> _Tarefa proposta 1_:
De acordo com o texto sobre o espetáculo “A Invenção do Nordeste”, quem assina a direção da peça?
> _Tarefa proposta 2_:
Indique se cada afirmação abaixo está de acordo com o texto sobre o espetáculo “A Invenção do Nordeste”, respondendo sim ou não e citando literalmente as palavras do texto que decidem a questão.
(a) O Grupo Carmin estreou no Rio de Janeiro em 2016 com o documentário cênico “Jacy”.
(b) Na trama, o diretor dispõe de dez semanas para preparar os dois atores para o último teste.
(c) A dramaturgia do espetáculo é de Quitéria Kelly.
> _Tarefa proposta 3_:
Dê prosseguimento ao texto sobre o espetáculo “A Invenção do Nordeste” a partir do ponto em que ele termina.
====== Texto fornecido
A PAUTA É A IMAGEM ESTEREOTIPADA DO NORDESTE – Em “A Invenção do Nordeste” o  Grupo Carmin, do RN, traz a cena o debate sobre identidade e xenofobia

A Invenção do Nordeste - foto © Rogério Alves - 29
Em 2016, o Grupo Carmin, do Rio Grande do Norte, fez sua primeira temporada no Rio de Janeiro com o documentário cênico “Jacy”, no Sesc Copacabana. Em 2017, o grupo potiguar celebrou 10 anos de atividades, lançou o livro Década Carmin e concebeu um novo espetáculo, a comédia dramática “A Invenção do Nordeste”, espetáculo com o qual o grupo discute o estereótipo em relação ao povo nordestino e quanto essa imagem é alimentada pelos próprios habitantes da região. Na trama, um diretor (papel de Henrique Fontes) é contratado por uma grande produtora para realizar a missão de selecionar um ator nordestino que possa interpretar com maestria um personagem nordestino. Depois de vários testes e entrevistas dois atores norte-riograndenses (representados por Mateus Cardoso e Robson Medeiros) vão para a etapa decisiva, onde o diretor terá sete semanas para deixá-los prontos para o último teste. Durante o período de preparação, os atores refletem a respeito de sua identidade, cultura, história pessoal e descobrem que ser e viver um personagem nordestino não é tarefa simples. Afinal, existiria apenas uma identidade nordestina? A temporada no Rio de Janeiro acontece de 12 a 29 de julho, no Mezanino do Sesc Copacabana, quintas, sextas e sábados, às 21h e domingos, às 20h.
O espetáculo do Grupo Carmin é uma obra de auto-ficção baseada no livro “A Invenção do Nordeste e Outras Artes” do Professor Dr. Durval Muniz de Albuquerque Jr., dirigida por Quitéria Kelly, com dramaturgia de Henrique Fontes e Pablo Capistrano, que propõe desenhar a trajetória hilária e por vezes conflitante da história recente do estabelecimento da região nordeste. Essa unidade sociopolítica e cultural com todas as suas individualidades e também todos os estereótipos alimentados por décadas pela literatura, cinema, música e artes visuais brasileiras.
============
====== Dados fornecidos
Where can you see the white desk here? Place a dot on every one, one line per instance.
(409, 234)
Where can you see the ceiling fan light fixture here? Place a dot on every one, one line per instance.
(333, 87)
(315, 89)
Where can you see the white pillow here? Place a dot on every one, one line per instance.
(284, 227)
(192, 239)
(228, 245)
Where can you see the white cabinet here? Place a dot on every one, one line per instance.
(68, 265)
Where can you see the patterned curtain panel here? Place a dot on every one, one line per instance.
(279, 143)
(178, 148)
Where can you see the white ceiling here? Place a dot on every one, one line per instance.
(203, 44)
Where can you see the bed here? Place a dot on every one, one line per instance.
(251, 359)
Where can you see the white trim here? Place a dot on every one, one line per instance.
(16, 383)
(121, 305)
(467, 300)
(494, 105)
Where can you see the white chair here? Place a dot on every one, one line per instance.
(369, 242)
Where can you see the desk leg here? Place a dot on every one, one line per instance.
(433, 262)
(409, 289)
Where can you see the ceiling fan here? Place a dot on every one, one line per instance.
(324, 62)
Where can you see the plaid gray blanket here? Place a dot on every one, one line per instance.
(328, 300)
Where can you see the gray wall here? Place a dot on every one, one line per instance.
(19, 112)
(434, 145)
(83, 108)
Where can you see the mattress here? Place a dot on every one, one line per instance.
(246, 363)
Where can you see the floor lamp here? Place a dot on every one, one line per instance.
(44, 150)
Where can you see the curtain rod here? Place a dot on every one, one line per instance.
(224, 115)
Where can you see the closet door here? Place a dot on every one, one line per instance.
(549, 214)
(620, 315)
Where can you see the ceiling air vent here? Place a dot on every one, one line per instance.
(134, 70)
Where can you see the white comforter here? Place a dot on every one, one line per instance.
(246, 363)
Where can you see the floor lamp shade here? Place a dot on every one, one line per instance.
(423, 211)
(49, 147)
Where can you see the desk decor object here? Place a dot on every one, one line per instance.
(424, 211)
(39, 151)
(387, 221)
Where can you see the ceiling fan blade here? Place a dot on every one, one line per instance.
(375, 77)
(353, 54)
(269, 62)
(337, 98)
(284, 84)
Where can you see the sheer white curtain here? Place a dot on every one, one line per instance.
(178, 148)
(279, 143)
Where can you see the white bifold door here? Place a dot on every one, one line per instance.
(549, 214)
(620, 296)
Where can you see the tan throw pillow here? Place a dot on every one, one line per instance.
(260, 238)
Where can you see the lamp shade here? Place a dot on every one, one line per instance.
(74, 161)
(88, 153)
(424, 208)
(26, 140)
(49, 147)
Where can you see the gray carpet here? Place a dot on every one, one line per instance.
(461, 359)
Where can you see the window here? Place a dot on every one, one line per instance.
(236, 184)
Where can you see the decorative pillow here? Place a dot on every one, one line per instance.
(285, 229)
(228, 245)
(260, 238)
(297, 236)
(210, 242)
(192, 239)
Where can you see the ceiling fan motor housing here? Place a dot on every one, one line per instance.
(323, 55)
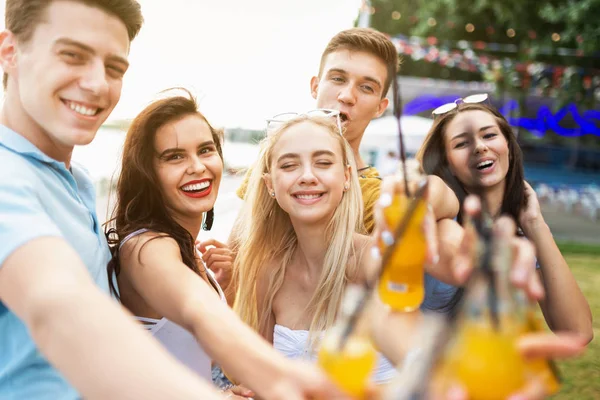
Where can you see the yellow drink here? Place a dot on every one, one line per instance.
(486, 361)
(401, 286)
(351, 368)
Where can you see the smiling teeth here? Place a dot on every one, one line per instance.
(196, 186)
(79, 109)
(307, 196)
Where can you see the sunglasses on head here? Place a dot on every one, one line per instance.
(279, 119)
(445, 108)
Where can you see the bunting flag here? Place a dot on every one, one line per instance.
(463, 57)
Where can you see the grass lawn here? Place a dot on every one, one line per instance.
(581, 377)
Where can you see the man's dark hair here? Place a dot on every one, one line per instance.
(22, 17)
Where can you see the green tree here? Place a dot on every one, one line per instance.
(539, 30)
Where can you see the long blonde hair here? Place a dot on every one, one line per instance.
(267, 235)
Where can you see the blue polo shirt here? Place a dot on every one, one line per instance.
(39, 197)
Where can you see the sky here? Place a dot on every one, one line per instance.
(246, 60)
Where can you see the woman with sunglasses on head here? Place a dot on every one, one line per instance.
(473, 149)
(301, 244)
(171, 170)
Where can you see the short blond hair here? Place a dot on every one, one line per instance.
(370, 41)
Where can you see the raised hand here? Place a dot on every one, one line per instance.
(218, 258)
(532, 213)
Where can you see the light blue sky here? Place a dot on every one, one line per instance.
(246, 59)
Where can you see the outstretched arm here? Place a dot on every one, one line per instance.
(154, 267)
(101, 351)
(565, 307)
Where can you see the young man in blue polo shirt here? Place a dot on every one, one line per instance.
(60, 336)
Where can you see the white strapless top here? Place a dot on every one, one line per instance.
(177, 340)
(294, 344)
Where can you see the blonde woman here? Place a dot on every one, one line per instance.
(302, 247)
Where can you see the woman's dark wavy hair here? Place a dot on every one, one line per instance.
(140, 203)
(432, 157)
============
> _Resposta 1_:
Quitéria Kelly.

> _Resposta 2_:
(a) Sim: "fez sua primeira temporada no Rio de Janeiro com o documentário cênico “Jacy”".
(b) Não: "o diretor terá sete semanas para deixá-los prontos para o último teste".
(c) Não: "dirigida por Quitéria Kelly, com dramaturgia de Henrique Fontes e Pablo Capistrano".

> _Resposta 3_:
“A Invenção do Nordeste” estreou em agosto de 2017, na Casa da Ribeira, em Natal, neste mesmo ano participou da Mostra Sesc Velho Chico, em Petrolina, do Festival O Mundo Inteiro é Um Palco, em Natal, do Festival MARTE, em João Pessoa, cumpriu temporada no Sesc Belenzinho, em São Paulo e apresentou-se no Itaú Cultural da Av. Paulista. Em 2018, foi apresentado no CCBNB de Juazeiro do Norte, no Festival TREMA!, em Recife e fez circulação pelas unidades do Sesc SP de Araraquara, Piracicaba, Campinas e Ribeirão Preto. Por suas atuações, os atores Mateus Cardoso e Robson Medeiros foram indicados ao Troféu Cultura RN na categoria Melhor Ator e o Grupo Carmin, nesse mesmo prêmio, concorre na categoria Artista do Ano.
 
Espetáculo é motivado por reações xenófobas contra nordestinos
 
Motivada por uma série de reações xenófobas contra nordestinos, durante as eleições presidenciais de 2014, a atriz Quitéria Kelly, do Grupo Carmin, entrou em contato com a obra do Professor Dr. Durval Muniz de Albuquerque Jr., que escreveu o livro “A Invenção do Nordeste e Outras Artes”. Quitéria então compartilhou com os demais integrantes do grupo, o seu desejo de criar uma peça que contribuísse para a desconstrução da imagem estereotipada do Nordeste e do(a) nordestino(a). Seria seu primeiro trabalho como diretora. Durante 2 anos de pesquisa, o grupo mergulhou nos questionamentos dos mecanismos estéticos, históricos e culturais que contribuíram para a formação de uma visão do nordeste brasileiro como um espaço idealizado, deslocado do processo histórico e imune ao impacto das grandes transformações sociais. A partir daí, os dramaturgos Pablo Capistrano e Henrique Fontes escreveram a auto-ficção “A Invenção do Nordeste”.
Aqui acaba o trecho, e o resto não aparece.